* Dataset excerpts on pointing at objects *

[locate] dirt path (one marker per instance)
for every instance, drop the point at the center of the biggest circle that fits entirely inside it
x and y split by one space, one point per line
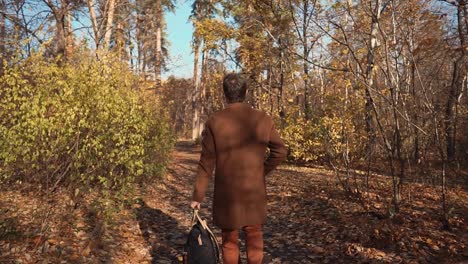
310 221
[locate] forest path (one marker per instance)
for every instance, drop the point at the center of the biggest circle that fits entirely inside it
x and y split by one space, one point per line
309 220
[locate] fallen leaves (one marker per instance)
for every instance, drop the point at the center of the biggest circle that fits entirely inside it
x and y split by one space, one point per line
310 221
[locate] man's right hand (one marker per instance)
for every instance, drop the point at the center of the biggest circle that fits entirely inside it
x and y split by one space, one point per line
195 205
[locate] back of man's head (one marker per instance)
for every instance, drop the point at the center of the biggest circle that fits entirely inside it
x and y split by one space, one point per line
234 87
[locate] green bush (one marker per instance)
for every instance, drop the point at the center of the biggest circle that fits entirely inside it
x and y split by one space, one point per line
79 124
319 139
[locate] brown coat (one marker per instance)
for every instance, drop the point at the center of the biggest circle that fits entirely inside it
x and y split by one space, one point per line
235 141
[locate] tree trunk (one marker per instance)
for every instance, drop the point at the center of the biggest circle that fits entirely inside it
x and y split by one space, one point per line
196 95
459 73
158 62
109 24
68 33
306 57
92 16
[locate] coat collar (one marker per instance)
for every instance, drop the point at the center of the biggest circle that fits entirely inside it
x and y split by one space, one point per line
237 105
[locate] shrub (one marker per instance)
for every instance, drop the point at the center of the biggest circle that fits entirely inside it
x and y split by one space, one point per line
79 124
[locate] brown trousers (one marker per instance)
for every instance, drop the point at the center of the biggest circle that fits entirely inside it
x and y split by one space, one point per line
254 244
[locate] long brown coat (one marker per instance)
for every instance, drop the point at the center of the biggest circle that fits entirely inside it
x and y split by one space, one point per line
235 141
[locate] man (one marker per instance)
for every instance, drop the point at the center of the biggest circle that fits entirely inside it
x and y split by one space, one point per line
235 141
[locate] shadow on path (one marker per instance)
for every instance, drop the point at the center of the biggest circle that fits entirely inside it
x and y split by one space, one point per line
162 233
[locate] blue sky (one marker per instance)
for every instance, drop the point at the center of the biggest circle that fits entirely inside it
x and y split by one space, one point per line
179 30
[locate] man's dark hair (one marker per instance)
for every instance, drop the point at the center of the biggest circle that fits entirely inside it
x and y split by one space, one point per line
234 87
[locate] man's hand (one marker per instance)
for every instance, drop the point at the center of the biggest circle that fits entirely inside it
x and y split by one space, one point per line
195 205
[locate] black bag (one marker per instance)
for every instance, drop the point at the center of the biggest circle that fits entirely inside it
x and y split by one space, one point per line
201 246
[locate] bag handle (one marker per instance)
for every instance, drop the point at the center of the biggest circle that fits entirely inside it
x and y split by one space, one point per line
196 217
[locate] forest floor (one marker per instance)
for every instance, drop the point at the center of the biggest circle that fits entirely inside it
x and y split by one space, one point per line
311 220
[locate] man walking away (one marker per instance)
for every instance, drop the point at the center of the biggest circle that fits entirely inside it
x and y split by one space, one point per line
234 142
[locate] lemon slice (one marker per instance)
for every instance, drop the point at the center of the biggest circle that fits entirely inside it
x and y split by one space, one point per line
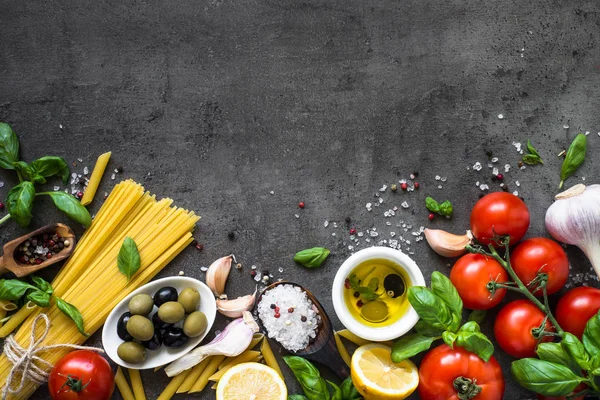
377 377
251 381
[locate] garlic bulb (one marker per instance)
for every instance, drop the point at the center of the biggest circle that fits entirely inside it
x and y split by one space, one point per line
234 339
574 218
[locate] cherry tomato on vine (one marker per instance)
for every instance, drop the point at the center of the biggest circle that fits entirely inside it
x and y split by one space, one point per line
470 275
576 307
514 327
499 213
541 255
81 375
443 366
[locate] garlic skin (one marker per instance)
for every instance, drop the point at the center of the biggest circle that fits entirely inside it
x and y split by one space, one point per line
234 339
217 273
447 244
574 218
235 308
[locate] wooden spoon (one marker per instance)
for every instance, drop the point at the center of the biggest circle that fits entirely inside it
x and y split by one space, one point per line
322 348
9 264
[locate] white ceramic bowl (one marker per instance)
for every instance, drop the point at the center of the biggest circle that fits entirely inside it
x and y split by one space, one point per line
377 334
163 355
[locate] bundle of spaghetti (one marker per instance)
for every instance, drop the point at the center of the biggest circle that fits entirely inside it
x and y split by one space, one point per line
91 280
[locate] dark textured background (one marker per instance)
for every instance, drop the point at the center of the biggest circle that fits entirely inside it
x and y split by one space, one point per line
217 103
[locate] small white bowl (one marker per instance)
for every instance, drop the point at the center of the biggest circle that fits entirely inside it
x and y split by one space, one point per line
376 334
163 355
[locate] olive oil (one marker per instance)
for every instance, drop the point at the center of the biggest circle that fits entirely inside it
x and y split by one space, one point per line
375 292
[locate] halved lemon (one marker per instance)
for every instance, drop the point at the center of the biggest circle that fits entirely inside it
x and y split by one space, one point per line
377 377
251 381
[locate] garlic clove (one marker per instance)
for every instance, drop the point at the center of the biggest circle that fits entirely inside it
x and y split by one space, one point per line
447 244
217 273
235 308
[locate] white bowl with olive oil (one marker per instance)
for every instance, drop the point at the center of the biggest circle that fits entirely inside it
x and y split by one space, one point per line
369 293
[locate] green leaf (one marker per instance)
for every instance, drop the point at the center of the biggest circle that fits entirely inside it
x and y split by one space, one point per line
544 377
410 345
312 258
430 307
72 312
574 157
128 259
9 146
19 203
71 206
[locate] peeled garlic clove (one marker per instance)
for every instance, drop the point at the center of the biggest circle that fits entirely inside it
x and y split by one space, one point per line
217 273
235 308
447 244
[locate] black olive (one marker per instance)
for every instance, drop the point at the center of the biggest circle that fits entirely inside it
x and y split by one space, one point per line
165 294
394 285
122 327
159 323
155 342
174 337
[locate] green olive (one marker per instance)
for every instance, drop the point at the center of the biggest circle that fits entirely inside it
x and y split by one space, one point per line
171 312
141 328
195 324
189 298
131 352
141 304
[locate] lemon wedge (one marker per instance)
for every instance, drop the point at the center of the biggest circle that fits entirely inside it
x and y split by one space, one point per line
251 381
377 377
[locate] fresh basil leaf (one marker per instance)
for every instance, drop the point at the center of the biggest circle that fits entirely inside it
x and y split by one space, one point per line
312 258
9 146
128 259
309 377
20 201
48 166
72 312
430 307
13 289
544 377
71 206
410 345
574 157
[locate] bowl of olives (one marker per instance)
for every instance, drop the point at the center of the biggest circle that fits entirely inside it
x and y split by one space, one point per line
159 322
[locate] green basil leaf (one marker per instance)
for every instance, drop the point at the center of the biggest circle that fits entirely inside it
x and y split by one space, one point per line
430 307
71 206
128 259
19 203
410 345
13 289
591 335
574 157
312 258
309 377
544 377
476 342
72 312
9 146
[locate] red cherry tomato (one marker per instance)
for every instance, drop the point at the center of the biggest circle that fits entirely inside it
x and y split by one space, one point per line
499 213
470 275
81 375
513 328
443 365
537 255
576 307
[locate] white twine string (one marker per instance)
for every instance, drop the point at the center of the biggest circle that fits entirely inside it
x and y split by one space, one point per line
24 360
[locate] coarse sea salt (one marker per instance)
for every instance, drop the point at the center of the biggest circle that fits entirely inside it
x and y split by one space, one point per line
293 330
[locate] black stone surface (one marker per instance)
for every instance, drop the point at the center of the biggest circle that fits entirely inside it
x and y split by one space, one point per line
241 109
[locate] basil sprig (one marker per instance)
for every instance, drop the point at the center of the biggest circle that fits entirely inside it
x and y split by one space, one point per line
19 201
312 258
574 157
440 311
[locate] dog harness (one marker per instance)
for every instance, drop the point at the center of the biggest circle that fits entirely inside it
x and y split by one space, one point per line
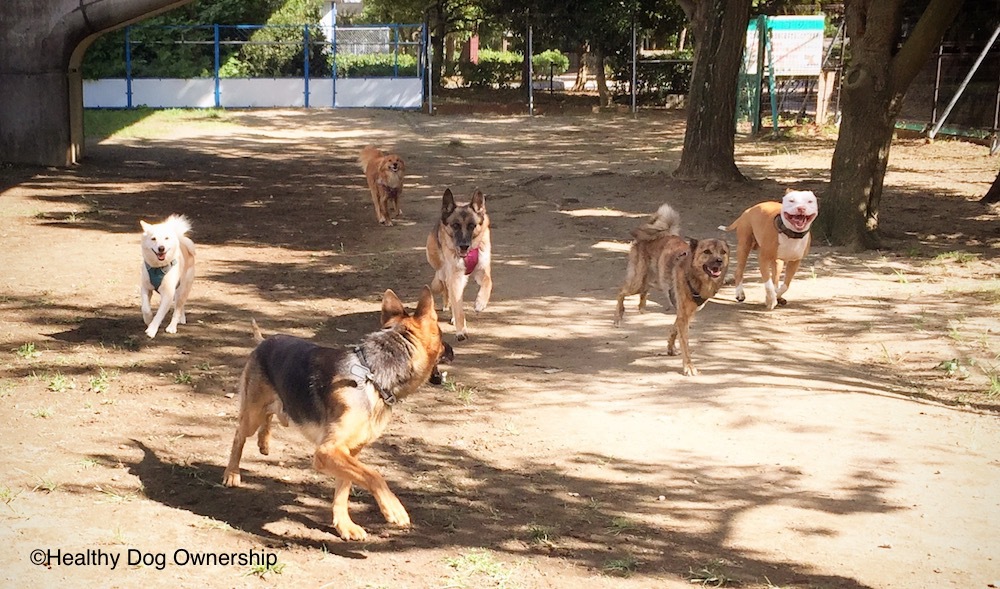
471 260
156 274
364 375
782 228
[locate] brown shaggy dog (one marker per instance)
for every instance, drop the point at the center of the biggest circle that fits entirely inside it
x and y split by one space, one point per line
384 173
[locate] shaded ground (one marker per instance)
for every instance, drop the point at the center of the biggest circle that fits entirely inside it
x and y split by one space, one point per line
847 440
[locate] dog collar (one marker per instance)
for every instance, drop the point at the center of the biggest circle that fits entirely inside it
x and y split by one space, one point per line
696 296
156 273
471 260
782 228
364 374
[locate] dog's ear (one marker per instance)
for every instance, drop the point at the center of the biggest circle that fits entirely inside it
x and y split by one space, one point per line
392 308
425 307
478 202
447 203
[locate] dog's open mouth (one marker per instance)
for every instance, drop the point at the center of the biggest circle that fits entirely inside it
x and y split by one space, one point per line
713 270
799 222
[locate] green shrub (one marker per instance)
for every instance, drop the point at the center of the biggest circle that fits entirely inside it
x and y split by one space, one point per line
549 61
376 65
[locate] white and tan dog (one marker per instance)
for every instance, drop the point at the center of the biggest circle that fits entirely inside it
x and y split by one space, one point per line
780 231
167 268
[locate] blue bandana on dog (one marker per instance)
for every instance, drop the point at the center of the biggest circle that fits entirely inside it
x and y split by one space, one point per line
156 274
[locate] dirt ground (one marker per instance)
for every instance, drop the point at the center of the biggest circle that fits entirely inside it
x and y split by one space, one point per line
847 440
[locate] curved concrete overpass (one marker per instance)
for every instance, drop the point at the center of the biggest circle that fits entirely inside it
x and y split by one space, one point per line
41 90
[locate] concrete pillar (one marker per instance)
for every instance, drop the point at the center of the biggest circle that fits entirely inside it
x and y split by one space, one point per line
41 89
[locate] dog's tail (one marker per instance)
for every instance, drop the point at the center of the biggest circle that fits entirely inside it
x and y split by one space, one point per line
369 153
665 221
257 335
179 223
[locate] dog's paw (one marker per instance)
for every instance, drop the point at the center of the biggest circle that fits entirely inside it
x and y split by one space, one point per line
231 479
350 531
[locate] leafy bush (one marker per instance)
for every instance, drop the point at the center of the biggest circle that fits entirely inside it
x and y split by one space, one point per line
376 65
499 69
550 59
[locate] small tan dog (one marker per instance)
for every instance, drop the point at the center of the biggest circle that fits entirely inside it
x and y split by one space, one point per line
384 173
168 269
780 231
689 271
458 247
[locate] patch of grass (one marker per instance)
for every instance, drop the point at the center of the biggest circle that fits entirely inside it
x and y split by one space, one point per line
621 567
620 525
713 574
959 257
101 382
465 394
27 351
539 534
148 123
263 570
8 495
43 412
477 567
60 383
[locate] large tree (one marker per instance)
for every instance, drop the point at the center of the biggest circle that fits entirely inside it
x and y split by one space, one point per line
719 28
878 73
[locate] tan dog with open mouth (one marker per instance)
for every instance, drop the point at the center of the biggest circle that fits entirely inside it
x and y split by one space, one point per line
340 399
457 248
780 233
384 173
689 271
167 268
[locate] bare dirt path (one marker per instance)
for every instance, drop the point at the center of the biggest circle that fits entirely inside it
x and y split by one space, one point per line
848 440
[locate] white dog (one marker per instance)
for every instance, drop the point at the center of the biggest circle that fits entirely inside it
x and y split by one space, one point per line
167 268
780 233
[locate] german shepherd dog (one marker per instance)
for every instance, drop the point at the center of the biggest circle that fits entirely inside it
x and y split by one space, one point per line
457 248
384 173
167 268
341 400
689 272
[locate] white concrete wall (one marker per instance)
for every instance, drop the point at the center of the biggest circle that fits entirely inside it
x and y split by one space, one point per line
255 93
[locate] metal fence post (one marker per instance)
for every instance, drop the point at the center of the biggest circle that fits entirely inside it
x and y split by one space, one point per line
218 83
128 67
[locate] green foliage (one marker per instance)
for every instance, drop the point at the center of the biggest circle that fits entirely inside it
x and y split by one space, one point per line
376 65
499 69
549 61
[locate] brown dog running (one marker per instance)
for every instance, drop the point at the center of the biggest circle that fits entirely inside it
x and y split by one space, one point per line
341 400
459 247
689 272
780 233
384 173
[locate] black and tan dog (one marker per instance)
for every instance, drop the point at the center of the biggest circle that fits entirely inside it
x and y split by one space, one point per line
458 247
341 400
689 271
384 174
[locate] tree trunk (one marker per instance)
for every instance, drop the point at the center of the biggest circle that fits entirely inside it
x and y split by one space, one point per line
719 28
584 70
993 194
875 82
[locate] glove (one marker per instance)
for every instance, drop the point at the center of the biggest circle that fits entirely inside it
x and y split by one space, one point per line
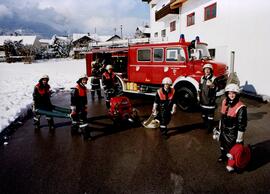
216 134
73 110
240 137
154 109
173 109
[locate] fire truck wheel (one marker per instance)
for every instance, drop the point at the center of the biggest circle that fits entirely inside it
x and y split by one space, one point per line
185 98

* Directive *
Copy out, unchanged, the lines from the one containing "[locate] fire truck" through the end of the records.

* Task response *
[locate] fire truck wheel (one marker per instance)
for every instance, drop the point at the center of the biggest circle that fits entirely inside it
x and y split by one space, one point per line
185 98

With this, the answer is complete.